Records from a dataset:
_ _ _ _

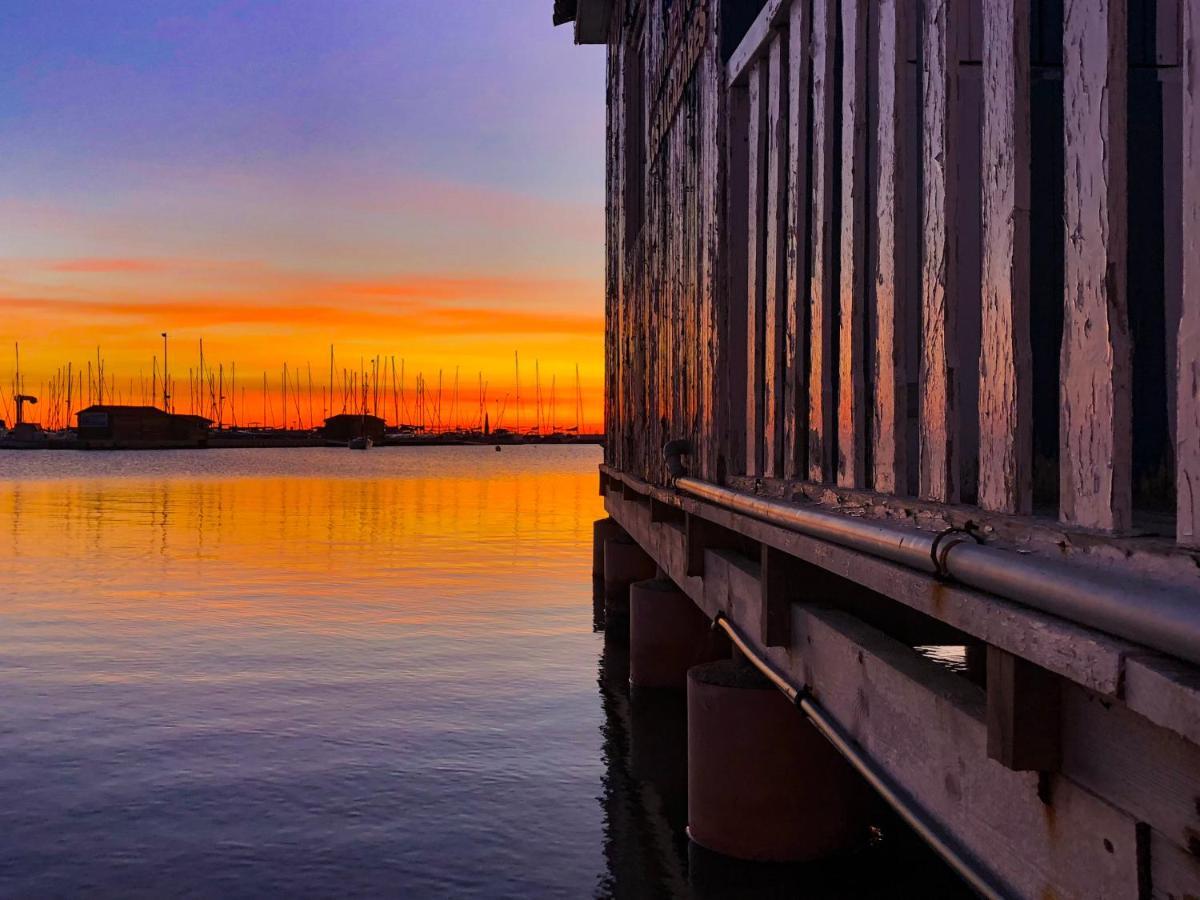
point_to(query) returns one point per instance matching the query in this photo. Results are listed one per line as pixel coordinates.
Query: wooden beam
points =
(822, 289)
(889, 420)
(756, 259)
(1096, 419)
(1187, 430)
(852, 271)
(754, 43)
(733, 345)
(795, 396)
(775, 262)
(779, 574)
(940, 274)
(1024, 714)
(1006, 367)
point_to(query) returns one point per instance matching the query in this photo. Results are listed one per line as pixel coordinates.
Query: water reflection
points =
(315, 673)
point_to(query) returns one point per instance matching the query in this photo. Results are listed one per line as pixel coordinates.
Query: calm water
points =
(317, 672)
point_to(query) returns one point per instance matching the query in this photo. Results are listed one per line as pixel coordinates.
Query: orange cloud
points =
(101, 265)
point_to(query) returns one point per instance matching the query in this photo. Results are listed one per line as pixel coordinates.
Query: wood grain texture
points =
(1095, 403)
(733, 340)
(1024, 714)
(712, 138)
(1006, 367)
(939, 424)
(1187, 433)
(756, 265)
(852, 435)
(822, 289)
(775, 256)
(795, 396)
(889, 375)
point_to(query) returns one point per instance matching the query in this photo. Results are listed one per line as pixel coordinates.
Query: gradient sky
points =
(394, 177)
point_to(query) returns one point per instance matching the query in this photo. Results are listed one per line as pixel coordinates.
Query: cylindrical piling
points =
(603, 529)
(624, 563)
(667, 635)
(762, 783)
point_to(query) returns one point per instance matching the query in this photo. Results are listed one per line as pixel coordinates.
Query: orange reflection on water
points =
(417, 534)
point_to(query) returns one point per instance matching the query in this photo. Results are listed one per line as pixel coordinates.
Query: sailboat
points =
(363, 442)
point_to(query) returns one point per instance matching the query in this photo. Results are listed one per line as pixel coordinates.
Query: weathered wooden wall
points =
(828, 256)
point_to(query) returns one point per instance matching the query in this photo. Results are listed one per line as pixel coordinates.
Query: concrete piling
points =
(667, 635)
(762, 784)
(624, 563)
(603, 529)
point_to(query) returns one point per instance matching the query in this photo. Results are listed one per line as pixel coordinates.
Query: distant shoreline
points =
(288, 442)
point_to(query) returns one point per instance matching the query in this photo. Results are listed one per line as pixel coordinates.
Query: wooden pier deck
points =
(933, 267)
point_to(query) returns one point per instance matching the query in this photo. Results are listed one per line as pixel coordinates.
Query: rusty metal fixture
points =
(1162, 617)
(981, 880)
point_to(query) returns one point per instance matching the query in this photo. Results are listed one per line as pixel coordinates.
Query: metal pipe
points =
(981, 880)
(1162, 617)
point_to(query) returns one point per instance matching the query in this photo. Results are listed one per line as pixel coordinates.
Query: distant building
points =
(120, 426)
(348, 425)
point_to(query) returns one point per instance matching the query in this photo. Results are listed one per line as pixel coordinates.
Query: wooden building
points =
(137, 427)
(933, 269)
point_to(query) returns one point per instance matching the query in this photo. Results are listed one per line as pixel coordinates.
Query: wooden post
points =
(1006, 367)
(1096, 419)
(1187, 439)
(889, 415)
(755, 293)
(940, 274)
(852, 291)
(796, 407)
(779, 575)
(733, 363)
(775, 287)
(1024, 713)
(822, 291)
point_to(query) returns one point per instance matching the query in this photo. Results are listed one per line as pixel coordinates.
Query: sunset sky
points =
(393, 177)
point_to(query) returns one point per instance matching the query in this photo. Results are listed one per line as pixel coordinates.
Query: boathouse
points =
(903, 360)
(139, 427)
(347, 426)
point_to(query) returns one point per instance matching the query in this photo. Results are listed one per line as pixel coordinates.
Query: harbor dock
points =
(901, 402)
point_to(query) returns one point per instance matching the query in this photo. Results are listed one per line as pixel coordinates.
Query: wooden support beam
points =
(756, 269)
(1006, 366)
(775, 255)
(822, 289)
(889, 419)
(940, 274)
(780, 582)
(852, 271)
(1096, 418)
(795, 395)
(663, 511)
(1024, 713)
(733, 343)
(1187, 429)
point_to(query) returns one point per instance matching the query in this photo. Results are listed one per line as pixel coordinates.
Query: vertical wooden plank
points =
(780, 576)
(939, 420)
(1187, 426)
(712, 177)
(852, 288)
(822, 289)
(795, 397)
(889, 415)
(1006, 367)
(755, 293)
(1095, 435)
(1024, 713)
(733, 361)
(775, 269)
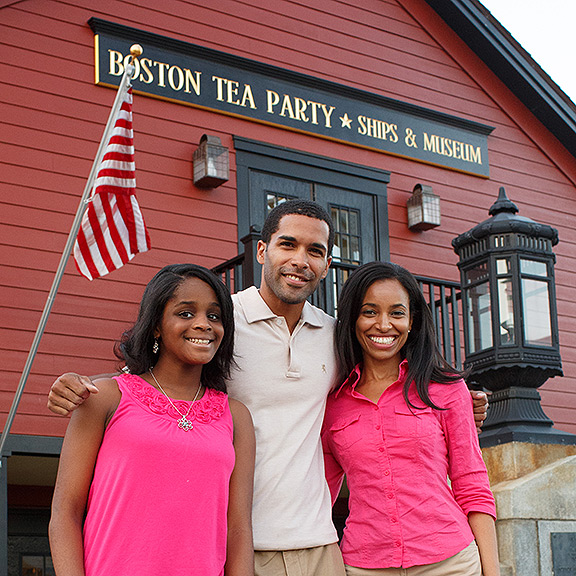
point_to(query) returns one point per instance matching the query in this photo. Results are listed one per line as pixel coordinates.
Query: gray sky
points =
(545, 29)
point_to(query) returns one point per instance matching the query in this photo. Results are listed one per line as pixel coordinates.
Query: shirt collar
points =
(352, 381)
(256, 310)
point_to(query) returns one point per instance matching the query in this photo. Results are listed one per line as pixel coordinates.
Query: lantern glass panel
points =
(536, 308)
(533, 267)
(480, 317)
(431, 209)
(506, 311)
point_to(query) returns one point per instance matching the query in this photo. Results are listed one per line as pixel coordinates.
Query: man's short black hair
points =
(301, 207)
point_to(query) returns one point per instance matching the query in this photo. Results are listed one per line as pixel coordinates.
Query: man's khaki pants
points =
(318, 561)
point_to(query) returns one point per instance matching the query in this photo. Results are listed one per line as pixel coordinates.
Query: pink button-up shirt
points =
(403, 511)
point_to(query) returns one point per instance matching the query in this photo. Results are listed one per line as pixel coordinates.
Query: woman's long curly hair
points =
(425, 361)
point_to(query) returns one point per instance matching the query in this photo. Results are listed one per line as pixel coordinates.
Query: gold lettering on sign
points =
(116, 63)
(145, 64)
(162, 66)
(298, 109)
(176, 86)
(452, 148)
(374, 128)
(287, 106)
(232, 90)
(193, 81)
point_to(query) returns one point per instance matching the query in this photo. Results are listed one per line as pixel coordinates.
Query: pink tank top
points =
(159, 496)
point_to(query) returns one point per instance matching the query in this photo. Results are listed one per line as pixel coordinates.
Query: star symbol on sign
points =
(346, 122)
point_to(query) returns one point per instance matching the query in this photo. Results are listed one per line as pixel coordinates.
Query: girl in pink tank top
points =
(156, 470)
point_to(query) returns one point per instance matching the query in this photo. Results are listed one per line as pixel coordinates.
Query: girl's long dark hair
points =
(135, 346)
(425, 362)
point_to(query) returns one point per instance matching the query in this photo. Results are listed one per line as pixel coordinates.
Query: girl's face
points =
(384, 321)
(191, 329)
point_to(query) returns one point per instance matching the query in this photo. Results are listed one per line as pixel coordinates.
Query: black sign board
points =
(563, 553)
(205, 78)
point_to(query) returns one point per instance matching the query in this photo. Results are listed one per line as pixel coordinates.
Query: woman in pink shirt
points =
(398, 427)
(157, 469)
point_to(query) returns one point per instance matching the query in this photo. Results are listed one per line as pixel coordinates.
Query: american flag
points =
(113, 229)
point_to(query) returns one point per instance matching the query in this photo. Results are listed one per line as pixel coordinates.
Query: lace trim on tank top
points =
(210, 407)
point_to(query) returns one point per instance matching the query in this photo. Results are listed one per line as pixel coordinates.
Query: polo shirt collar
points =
(352, 381)
(256, 310)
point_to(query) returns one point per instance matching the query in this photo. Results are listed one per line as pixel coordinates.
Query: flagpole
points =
(135, 52)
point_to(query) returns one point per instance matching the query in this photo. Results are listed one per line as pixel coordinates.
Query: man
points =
(286, 368)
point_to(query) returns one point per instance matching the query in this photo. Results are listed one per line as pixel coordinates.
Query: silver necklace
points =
(183, 423)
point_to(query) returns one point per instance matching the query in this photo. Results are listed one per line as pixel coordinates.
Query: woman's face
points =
(191, 328)
(384, 321)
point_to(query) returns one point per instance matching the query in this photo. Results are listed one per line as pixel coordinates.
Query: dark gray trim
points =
(254, 155)
(513, 65)
(33, 445)
(4, 515)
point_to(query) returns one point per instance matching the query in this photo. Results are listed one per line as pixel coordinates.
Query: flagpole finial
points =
(136, 51)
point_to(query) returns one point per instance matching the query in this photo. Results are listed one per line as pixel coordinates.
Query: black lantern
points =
(510, 321)
(423, 208)
(211, 164)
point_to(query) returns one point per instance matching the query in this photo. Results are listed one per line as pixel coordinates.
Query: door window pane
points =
(347, 234)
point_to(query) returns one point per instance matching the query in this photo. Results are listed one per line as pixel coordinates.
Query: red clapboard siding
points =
(53, 116)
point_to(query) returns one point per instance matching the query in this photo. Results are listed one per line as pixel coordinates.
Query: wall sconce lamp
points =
(423, 208)
(211, 164)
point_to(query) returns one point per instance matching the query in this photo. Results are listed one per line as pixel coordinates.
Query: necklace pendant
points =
(185, 424)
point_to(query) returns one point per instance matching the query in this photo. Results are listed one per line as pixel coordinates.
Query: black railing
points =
(443, 296)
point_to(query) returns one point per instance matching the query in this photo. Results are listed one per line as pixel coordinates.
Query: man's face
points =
(294, 261)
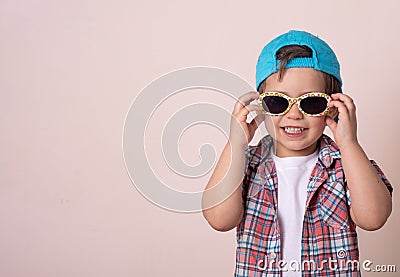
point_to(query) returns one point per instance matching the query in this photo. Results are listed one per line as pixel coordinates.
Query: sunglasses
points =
(311, 104)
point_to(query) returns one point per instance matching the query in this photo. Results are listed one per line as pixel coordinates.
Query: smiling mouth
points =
(293, 130)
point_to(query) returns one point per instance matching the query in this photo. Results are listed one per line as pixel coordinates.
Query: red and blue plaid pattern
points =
(329, 240)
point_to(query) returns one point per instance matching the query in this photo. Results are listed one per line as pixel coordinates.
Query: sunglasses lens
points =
(314, 105)
(275, 104)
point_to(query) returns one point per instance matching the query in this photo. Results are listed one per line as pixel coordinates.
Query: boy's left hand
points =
(345, 131)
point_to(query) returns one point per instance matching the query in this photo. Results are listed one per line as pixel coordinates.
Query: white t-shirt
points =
(293, 176)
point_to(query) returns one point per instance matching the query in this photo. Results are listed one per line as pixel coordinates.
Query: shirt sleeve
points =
(381, 175)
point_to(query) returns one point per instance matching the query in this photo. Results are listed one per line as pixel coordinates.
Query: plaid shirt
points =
(329, 238)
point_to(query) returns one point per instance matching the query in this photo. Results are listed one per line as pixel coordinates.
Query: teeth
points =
(293, 130)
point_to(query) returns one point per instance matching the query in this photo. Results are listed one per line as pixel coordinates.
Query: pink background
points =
(69, 71)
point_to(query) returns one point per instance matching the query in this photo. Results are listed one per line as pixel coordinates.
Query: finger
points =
(347, 100)
(244, 111)
(342, 108)
(245, 100)
(256, 122)
(331, 124)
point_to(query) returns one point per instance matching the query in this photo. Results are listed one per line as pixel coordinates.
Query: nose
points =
(294, 112)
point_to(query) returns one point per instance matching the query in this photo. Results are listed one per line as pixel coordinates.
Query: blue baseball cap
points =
(323, 58)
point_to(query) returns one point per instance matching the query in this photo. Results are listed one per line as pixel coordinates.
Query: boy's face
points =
(288, 141)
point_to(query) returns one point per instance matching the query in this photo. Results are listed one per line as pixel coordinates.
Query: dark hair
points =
(286, 53)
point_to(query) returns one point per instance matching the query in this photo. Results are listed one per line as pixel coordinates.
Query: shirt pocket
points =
(332, 206)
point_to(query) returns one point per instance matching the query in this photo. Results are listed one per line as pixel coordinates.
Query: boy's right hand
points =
(242, 132)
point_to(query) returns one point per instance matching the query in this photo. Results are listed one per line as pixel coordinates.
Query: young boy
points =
(292, 208)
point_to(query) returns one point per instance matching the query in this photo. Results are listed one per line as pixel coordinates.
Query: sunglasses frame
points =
(296, 100)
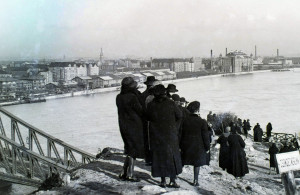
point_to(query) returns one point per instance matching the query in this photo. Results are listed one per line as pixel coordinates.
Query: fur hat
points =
(129, 82)
(171, 88)
(159, 90)
(176, 97)
(193, 106)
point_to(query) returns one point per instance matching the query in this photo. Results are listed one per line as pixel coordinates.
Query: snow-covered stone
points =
(152, 189)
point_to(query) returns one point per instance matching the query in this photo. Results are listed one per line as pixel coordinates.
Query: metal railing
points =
(70, 157)
(279, 136)
(24, 166)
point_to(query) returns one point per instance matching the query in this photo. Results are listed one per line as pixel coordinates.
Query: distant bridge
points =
(31, 162)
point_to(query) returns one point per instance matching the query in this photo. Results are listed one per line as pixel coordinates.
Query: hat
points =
(159, 90)
(129, 82)
(150, 80)
(193, 106)
(176, 97)
(171, 88)
(182, 99)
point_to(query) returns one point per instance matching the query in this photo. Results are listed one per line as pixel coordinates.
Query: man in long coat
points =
(269, 129)
(224, 150)
(149, 83)
(131, 125)
(195, 140)
(238, 163)
(162, 114)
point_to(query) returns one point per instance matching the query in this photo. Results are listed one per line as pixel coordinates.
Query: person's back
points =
(162, 114)
(259, 134)
(194, 140)
(238, 162)
(224, 150)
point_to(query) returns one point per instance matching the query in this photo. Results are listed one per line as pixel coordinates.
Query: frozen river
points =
(90, 122)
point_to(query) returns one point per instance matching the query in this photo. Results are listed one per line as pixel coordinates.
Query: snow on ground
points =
(101, 177)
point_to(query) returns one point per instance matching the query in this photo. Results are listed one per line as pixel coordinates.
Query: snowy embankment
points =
(101, 177)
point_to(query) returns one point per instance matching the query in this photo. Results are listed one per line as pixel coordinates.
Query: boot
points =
(196, 173)
(173, 183)
(123, 174)
(130, 171)
(163, 182)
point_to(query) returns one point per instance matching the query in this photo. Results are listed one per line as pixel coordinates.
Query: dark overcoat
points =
(269, 129)
(238, 163)
(224, 152)
(148, 154)
(194, 141)
(162, 114)
(272, 151)
(185, 113)
(130, 122)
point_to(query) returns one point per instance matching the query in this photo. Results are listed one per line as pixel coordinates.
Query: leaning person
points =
(162, 114)
(194, 141)
(238, 163)
(224, 150)
(131, 126)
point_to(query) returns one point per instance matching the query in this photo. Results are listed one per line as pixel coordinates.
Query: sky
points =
(147, 28)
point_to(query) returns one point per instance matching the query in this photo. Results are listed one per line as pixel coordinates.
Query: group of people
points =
(232, 156)
(163, 128)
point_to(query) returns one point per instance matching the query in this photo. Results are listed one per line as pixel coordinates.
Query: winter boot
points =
(130, 171)
(196, 173)
(173, 183)
(123, 174)
(163, 182)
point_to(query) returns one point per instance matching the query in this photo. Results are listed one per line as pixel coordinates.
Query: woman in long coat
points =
(224, 150)
(131, 125)
(162, 114)
(238, 163)
(272, 151)
(195, 141)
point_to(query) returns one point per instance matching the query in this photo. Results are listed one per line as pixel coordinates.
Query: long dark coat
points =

_ _ _ _

## Instructions to follow
All lines carrying the word "distant" must be copied from the data above.

## Your response
Query: distant shoreline
Query: distant building
Query: distant bridge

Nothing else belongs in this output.